-- Arbeitsauftrag --
Drucke aus dem Text über die Untersuchung unbegleiteter Flüchtlinge in Hamburg alles von „Scheinbar freiwillig“ bis hinunter zu „automatisch als volljährig eingestuft.“ wortgetreu ab.

-- Vorgegebener Text --
* * * *

Hamburg:Genitaluntersuchung bei unbegleiteten Flüchtlingen

  • In Hamburg werden bei unbegleiteten Flüchtlingen die Genitalien untersucht, wenn Zweifel daran bestehen, dass sie minderjährig sind.
  • Das hat die Anfrage der Hamburger FDP-Abgeordneten Jennyfer Dutschke ergeben.
  • Der Senat beteuert, die Untersuchung sei freiwillig. Doch die Sache hat einen Haken.

"Inaugenscheinnahme der Körperoberfläche"

Es wird in Europa derzeit viel über Flüchtlinge diskutiert. Die Staats- und Regierungschefs der EU interessiert dabei vor allem die Frage, wie die Tausenden Menschen, die vor Not und Krieg fliehen, auf die Mitgliedsstaaten verteilt werden sollen. Dieses Thema bestimmt auch die öffentliche Debatte. Die Behandlung der Flüchtlinge und ihr persönliches Schicksal spielen momentan eine eher untergeordnete Rolle - auch in Deutschland.

Eine Anfrage der Hamburger FDP-Abgeordneten Jennyfer Dutschke an den Senat, über die zuerst die taz berichtete, hat nun zutage gefördert, wie fragwürdig unbegleitete Flüchtlinge untersucht werden, wenn Zweifel daran bestehen, dass diese nicht mehr minderjährig sind.

So werden im Universitätsklinikum Hamburg-Eppendorf (UKE) Panoramaschichtaufnahmen des Kiefers angefertigt. In bestimmten Fällen werden auch das Handgelenk oder das Schlüsselbein-Brustbein-Gelenk geröntgt. Auch Computertomografien können zum Einsatz kommen.

Darüber hinaus heißt es in der Antwort des Senats auf Dutschkes Anfrage: "Es erfolgt eine Inaugenscheinnahme [...] der Körperoberfläche, insbesondere bei männlichen Probanden der Gesichtsregion und der Achselhöhlen sowie der Genitalregion. Bei weiblichen Probanden erfolgt eine Inspektion des Entwicklungszustandes der Brustdrüsen."

Scheinbar freiwillig

Ein Vorgehen, das die Liberale empört. Es stelle einen "erheblichen Eingriff in die Menschenwürde" der Flüchtlinge dar, sagt sie zu SZ.de. Es sei unangemessen und auch unnötig, die Jugendlichen einer "hochnotpeinlichen Intimuntersuchung" auszusetzen.

Auch der Präsident der Hamburger Ärztekammer, Frank Ulrich Montgomery, übt Kritik. Das Verfahren zur Altersbestimmung sei medizinisch nicht gerechtfertigt, sagte er der taz.

Der Senat beteuert zwar in seiner Antwort auf die Anfrage, die Untersuchung sei "stets freiwillig", doch die Sache hat einen gewaltigen Haken. Ein paar Zeilen darunter steht nämlich: "Sofern ein Betroffener an der Ermittlung des Sachverhalts durch eine medizinische Untersuchung nicht mitwirkt, wird die Inobhutnahme beendet." Kurz gesagt: Wer sich verweigert, wird automatisch als volljährig eingestuft.

Das hat für die Flüchtlinge erhebliche Nachteile, sie kommen in eine Unterkunft für Erwachsene. Minderjährige werden von der Jugendhilfe betreut, dürfen zur Schule gehen und Deutsch lernen. Sie haben daher wesentlich bessere Chancen, sich zu integrieren und sind außerdem vor Abschiebung geschützt.

* * * *

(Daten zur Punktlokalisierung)
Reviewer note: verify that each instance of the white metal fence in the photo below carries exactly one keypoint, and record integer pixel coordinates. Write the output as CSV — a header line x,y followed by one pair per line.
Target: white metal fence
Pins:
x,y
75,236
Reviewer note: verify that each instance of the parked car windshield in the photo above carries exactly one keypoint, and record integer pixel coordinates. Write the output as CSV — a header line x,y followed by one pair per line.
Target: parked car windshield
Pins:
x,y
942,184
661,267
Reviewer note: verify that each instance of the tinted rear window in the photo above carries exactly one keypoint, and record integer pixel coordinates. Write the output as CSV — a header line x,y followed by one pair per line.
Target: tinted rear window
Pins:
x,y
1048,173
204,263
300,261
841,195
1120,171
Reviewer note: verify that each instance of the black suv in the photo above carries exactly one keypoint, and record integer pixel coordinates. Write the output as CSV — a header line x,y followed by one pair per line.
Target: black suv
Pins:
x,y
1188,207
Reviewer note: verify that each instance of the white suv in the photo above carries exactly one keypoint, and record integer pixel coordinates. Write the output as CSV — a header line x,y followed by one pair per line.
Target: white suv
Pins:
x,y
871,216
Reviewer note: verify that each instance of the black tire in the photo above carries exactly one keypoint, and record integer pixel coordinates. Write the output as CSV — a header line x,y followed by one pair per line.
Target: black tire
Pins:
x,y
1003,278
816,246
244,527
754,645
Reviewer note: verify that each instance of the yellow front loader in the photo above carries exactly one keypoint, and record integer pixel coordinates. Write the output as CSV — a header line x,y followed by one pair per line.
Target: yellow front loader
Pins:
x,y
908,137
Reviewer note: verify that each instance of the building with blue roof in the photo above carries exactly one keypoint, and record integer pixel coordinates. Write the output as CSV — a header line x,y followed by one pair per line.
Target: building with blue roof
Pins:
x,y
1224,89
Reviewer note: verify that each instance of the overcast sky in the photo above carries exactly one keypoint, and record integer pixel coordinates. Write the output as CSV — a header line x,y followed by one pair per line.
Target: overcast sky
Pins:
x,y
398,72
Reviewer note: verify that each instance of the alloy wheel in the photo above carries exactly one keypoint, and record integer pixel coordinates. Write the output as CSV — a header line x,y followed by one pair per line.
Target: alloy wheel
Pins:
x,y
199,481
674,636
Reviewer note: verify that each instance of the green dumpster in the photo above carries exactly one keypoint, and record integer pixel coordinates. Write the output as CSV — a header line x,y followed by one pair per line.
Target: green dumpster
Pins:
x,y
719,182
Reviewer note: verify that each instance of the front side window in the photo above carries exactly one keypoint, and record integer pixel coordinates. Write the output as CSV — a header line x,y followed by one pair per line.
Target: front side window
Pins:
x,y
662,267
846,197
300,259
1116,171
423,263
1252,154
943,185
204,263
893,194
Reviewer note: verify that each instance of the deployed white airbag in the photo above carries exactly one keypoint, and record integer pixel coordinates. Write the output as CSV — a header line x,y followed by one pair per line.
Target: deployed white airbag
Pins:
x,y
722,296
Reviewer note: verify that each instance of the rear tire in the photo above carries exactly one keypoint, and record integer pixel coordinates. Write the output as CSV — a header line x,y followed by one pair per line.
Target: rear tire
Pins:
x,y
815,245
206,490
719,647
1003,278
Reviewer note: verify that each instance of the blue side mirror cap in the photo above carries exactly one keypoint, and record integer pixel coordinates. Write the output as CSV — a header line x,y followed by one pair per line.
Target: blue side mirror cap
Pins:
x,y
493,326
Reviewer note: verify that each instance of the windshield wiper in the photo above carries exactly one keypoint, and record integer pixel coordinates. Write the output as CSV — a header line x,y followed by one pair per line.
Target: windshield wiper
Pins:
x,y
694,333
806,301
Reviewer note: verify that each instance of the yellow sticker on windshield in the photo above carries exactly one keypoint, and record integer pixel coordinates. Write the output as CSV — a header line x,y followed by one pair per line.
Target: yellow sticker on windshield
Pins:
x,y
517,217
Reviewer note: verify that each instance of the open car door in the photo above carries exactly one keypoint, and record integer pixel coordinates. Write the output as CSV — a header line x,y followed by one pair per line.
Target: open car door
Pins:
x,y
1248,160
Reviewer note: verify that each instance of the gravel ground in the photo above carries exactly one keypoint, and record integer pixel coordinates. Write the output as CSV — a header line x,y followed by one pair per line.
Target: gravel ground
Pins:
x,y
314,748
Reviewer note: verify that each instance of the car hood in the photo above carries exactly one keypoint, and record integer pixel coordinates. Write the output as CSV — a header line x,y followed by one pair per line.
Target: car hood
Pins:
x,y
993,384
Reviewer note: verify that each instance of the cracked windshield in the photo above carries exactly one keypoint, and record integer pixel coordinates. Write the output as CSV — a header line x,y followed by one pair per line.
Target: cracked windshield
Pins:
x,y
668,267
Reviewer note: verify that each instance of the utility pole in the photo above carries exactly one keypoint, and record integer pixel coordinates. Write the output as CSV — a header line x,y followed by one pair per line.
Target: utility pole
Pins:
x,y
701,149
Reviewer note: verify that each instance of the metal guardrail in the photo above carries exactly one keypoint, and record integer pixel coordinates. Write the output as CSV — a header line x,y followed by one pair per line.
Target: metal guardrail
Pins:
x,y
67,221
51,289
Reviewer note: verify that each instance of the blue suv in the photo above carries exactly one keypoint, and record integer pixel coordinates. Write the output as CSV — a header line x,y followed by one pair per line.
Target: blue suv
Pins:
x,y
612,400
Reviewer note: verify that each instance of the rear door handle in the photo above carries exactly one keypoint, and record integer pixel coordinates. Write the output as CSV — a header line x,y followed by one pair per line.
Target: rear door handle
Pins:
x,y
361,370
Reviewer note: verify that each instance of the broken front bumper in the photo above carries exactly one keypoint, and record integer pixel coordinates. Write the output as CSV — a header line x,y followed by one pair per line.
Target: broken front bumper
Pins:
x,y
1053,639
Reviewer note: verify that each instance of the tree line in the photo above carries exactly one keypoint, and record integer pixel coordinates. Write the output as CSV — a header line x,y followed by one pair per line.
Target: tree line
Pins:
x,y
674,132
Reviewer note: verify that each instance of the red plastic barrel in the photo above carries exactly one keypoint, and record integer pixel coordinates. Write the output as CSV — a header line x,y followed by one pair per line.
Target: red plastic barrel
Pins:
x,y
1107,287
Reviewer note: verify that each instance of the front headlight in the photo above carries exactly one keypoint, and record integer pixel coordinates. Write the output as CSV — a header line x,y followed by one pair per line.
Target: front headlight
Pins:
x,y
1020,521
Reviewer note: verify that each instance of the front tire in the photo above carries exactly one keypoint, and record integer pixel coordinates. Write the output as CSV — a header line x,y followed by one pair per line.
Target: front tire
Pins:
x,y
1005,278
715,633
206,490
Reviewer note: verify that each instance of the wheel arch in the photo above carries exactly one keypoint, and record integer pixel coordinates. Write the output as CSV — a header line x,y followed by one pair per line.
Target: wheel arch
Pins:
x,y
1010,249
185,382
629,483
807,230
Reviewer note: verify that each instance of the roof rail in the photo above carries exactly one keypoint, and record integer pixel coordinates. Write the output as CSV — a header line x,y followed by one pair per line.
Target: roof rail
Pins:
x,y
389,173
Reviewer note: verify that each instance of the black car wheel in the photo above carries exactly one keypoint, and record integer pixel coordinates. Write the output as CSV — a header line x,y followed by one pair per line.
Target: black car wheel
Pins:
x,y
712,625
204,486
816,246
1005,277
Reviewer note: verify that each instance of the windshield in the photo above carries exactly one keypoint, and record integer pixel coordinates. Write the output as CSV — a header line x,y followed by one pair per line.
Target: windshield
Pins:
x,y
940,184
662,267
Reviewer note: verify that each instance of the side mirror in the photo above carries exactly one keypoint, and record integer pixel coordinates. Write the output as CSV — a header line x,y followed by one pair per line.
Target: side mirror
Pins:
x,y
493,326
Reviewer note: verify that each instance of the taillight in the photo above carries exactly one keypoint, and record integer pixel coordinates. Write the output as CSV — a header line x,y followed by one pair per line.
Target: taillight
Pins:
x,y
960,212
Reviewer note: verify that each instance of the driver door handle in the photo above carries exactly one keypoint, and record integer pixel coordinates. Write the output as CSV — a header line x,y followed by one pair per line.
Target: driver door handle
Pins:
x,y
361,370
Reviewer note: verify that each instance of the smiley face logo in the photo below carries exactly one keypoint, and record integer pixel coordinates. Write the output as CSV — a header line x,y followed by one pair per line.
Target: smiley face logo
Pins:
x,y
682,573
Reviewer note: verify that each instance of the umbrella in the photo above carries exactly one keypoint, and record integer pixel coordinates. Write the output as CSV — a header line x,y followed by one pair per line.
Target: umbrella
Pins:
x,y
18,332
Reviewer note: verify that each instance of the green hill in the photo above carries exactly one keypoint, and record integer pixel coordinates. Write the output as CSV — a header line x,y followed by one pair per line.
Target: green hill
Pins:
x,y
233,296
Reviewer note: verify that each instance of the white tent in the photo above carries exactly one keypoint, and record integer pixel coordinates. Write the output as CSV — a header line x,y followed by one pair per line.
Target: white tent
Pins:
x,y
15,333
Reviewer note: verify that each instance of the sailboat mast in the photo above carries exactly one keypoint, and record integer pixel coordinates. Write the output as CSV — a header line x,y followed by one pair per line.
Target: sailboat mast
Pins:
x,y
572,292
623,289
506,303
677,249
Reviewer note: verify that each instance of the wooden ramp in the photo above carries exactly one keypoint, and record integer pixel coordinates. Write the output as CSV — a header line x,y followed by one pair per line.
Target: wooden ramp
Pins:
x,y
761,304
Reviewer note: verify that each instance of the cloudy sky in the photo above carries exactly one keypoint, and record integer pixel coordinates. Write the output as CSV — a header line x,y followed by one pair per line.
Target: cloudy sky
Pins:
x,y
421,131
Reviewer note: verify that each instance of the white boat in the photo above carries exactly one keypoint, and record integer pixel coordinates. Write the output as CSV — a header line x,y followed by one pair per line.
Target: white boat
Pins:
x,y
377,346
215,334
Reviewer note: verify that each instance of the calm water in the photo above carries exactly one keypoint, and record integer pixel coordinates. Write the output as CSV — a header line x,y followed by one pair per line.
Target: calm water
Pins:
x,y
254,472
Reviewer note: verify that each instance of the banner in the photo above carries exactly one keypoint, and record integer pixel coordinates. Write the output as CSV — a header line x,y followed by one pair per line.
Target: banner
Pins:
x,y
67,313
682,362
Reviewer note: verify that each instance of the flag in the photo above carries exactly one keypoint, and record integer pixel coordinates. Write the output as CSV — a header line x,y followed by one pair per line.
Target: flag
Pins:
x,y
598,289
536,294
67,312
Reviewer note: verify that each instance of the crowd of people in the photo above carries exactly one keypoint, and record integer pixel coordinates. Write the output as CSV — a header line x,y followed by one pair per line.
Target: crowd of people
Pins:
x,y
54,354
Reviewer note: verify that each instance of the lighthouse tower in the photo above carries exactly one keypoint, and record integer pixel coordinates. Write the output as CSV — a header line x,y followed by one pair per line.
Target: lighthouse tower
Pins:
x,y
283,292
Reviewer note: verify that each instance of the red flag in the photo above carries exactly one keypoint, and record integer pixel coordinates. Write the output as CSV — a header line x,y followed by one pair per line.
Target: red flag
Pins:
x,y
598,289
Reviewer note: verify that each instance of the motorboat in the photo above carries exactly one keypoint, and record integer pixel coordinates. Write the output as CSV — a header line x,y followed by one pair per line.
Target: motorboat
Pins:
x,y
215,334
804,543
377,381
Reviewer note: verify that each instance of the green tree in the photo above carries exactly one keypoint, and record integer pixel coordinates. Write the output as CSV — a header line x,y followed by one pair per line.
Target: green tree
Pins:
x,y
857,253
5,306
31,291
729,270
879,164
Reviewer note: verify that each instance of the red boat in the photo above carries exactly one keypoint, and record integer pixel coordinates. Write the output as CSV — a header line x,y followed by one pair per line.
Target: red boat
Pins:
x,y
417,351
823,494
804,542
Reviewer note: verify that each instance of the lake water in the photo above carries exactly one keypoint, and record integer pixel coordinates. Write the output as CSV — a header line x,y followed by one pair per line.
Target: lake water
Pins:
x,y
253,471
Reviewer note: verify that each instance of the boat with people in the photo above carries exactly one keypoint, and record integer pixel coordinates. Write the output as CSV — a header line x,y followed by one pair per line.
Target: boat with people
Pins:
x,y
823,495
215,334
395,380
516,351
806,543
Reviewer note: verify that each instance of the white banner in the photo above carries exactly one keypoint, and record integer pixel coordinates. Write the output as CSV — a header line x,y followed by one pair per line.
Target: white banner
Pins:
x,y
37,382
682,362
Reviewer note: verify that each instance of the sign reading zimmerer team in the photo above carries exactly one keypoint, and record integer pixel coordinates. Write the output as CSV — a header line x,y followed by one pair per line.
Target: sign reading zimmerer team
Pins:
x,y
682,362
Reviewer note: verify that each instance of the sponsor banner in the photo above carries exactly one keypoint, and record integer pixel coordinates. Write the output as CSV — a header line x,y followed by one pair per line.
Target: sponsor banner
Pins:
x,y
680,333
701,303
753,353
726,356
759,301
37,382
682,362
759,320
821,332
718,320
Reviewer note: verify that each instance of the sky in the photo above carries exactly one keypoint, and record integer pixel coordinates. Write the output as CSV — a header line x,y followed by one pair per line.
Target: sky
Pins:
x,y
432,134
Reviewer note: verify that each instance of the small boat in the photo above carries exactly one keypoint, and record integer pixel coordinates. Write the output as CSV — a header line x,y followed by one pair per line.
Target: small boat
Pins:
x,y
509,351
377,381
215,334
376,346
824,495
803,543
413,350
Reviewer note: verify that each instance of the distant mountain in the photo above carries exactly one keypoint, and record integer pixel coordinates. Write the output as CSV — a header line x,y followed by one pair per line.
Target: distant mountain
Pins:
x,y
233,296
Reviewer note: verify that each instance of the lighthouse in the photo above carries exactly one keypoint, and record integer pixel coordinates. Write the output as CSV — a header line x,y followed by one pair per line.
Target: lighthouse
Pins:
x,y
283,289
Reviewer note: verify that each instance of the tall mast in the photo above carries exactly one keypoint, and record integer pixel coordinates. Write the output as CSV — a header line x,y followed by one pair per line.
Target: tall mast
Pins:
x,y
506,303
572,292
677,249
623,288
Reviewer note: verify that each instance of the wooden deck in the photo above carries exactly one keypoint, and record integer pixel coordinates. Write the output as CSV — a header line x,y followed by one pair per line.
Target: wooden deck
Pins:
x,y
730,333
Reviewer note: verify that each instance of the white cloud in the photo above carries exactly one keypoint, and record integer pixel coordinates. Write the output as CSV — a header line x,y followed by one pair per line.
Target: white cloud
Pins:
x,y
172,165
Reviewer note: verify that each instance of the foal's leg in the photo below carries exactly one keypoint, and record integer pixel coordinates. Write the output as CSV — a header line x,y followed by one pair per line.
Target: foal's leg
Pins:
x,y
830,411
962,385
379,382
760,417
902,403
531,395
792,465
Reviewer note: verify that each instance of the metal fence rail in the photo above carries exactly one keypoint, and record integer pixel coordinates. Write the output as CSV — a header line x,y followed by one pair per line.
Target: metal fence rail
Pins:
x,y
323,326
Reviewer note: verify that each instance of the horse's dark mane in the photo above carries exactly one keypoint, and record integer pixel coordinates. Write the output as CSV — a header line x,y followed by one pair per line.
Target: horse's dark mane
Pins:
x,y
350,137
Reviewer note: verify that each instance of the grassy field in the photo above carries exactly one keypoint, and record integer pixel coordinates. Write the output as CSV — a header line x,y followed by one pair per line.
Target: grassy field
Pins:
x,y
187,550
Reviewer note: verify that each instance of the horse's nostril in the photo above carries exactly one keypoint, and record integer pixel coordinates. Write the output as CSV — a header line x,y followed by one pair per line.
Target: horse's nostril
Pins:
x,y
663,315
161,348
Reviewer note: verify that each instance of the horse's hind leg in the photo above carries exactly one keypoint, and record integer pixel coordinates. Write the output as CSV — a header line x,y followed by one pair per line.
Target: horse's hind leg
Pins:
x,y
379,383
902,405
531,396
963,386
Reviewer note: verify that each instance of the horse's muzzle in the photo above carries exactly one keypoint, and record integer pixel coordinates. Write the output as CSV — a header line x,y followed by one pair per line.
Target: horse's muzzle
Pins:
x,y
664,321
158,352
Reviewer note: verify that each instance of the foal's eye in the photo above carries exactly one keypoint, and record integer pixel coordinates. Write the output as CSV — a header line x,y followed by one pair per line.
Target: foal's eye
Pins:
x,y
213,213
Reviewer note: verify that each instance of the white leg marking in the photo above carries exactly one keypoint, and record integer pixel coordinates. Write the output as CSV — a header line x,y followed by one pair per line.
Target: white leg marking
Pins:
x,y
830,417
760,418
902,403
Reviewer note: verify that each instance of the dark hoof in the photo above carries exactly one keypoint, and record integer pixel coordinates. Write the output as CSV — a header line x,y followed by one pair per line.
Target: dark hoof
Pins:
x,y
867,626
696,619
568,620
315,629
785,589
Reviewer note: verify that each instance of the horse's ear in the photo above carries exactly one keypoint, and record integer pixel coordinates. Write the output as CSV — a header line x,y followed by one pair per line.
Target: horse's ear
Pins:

* * * *

-- Lösung --
Scheinbar freiwillig

Ein Vorgehen, das die Liberale empört. Es stelle einen "erheblichen Eingriff in die Menschenwürde" der Flüchtlinge dar, sagt sie zu SZ.de. Es sei unangemessen und auch unnötig, die Jugendlichen einer "hochnotpeinlichen Intimuntersuchung" auszusetzen.

Auch der Präsident der Hamburger Ärztekammer, Frank Ulrich Montgomery, übt Kritik. Das Verfahren zur Altersbestimmung sei medizinisch nicht gerechtfertigt, sagte er der taz.

Der Senat beteuert zwar in seiner Antwort auf die Anfrage, die Untersuchung sei "stets freiwillig", doch die Sache hat einen gewaltigen Haken. Ein paar Zeilen darunter steht nämlich: "Sofern ein Betroffener an der Ermittlung des Sachverhalts durch eine medizinische Untersuchung nicht mitwirkt, wird die Inobhutnahme beendet." Kurz gesagt: Wer sich verweigert, wird automatisch als volljährig eingestuft.